── Document extract
Location
- 201 McDonnel Street Peterborough, Ontario, K9H 2W1 Canada
- 44°18′33″N 78°19′20″W﻿ / ﻿44.30928°N 78.32233°W

Information
- School type: Public High School
- Founded: 1827; 199 years ago
- School board: Kawartha Pine Ridge District School Board
- Superintendent: Peter Mangold
- Area trustee: Rose Kitney, Roy Wilfong, Wes Marsden
- School number: 935182
- Principal: Jim Rielly
- Grades: 9 to 12
- Language: English
- Area: COSSA
- Colours: Garnet and Grey
- Mascot: Ralph The Raider
- Team name: Raiders
- Website: pace.kprdsb.ca

= Peterborough Collegiate =

Secondary school in Ontario, Canada

PACE at Peterborough Collegiate, formerly Peterborough Collegiate Vocational School, is a public secondary school located in Peterborough, Ontario, Canada and is a member of the Kawartha Pine Ridge District School Board. It is one of the oldest public schools in the country and was the only public high school in the city of Peterborough until the opening of Kenner Collegiate Vocational Institute in 1952. Regular student programming ended at Peterborough Collegiate Vocational School in June 2012. The building was renamed Peterborough Collegiate and in August 2012 opened as a re-purposed facility offering alternative and continuing education (ACE).

Peterborough Collegiate was founded in 1827 as the Peterborough Government School on the former property of Central Public School. Since then it has been moved to different locations throughout the central part of the city with various names and types of programming. It reached its peak enrollment in 1959 with 1402 students and used additional buildings to accommodate the students of the baby boom. At the turn of the twenty-first century, the trend of declining enrollment had reduced the school student population to 800 students with approximately one third in the Integrated Arts and English Language Learners programs.
────
■ Exercise directions ■
Continue the Peterborough Collegiate article from its final sentence, keeping its informational style.
── Listed entries
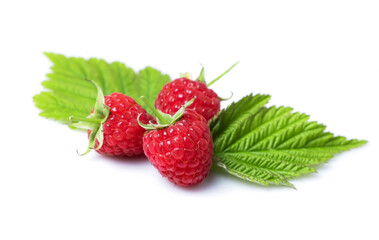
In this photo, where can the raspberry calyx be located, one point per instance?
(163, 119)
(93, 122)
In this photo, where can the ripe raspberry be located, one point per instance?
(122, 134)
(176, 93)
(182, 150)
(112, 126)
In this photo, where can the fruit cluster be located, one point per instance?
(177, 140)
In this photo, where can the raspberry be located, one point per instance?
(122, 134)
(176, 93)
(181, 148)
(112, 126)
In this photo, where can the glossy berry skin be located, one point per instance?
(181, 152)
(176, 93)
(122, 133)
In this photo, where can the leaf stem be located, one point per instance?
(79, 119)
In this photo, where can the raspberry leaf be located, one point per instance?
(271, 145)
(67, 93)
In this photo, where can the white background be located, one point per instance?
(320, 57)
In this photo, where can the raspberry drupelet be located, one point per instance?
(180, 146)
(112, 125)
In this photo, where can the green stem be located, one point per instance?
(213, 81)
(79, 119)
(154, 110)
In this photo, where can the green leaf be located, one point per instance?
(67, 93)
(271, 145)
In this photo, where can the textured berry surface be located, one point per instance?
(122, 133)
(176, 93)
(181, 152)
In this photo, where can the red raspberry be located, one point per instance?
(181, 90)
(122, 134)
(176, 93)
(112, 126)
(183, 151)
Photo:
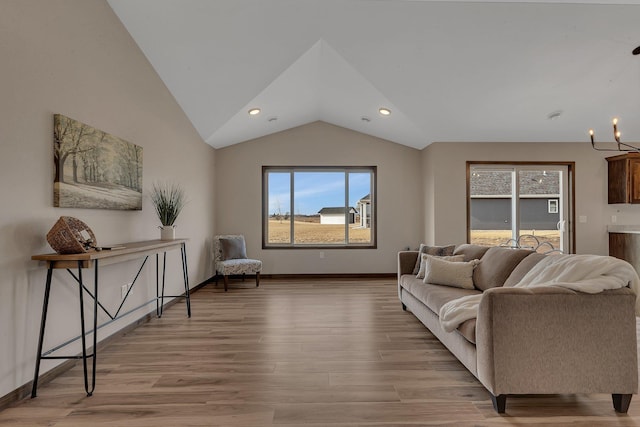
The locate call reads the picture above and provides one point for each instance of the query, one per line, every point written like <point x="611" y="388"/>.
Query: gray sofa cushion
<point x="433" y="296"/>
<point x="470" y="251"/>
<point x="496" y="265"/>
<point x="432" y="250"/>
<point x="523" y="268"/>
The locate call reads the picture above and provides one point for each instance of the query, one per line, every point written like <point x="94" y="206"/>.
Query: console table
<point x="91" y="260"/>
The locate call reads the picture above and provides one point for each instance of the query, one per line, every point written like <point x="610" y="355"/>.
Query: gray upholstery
────
■ Response for this exercise ■
==History==
Peterborough Collegiate and Vocational School (PCVS) is one of the oldest schools in Ontario.

===Peterborough Government School===
Reverend Samuel Armour opened the first school in Peterborough on May 1, 1826. The school, originally known as the Peterborough Government School was first located in the back playground of present-day Central Public School on Murray Street in Peterborough. It functioned as a public elementary school and the early Victorian equivalent to a public high school. As the population of Peterborough increased, public school students moved into smaller schools while the Grammar School high school students stayed in the original school building.

===The Union School===
By 1854 the school trustees had leased an old church, on the corner of Hunter and Sheridan Streets, to hold the school but the student population soon grew too large. In 1855 plans to build a new school had begun. The new building was completed in 1859 and was intended to be used by both common and grammar school students. It was located where the present day Central School is built. The new school was known as the Union School. By 1868 the principal of the school asked that girls be allowed to attend grammar school. A new building was constructed west of the Union School to allow for the increased student population.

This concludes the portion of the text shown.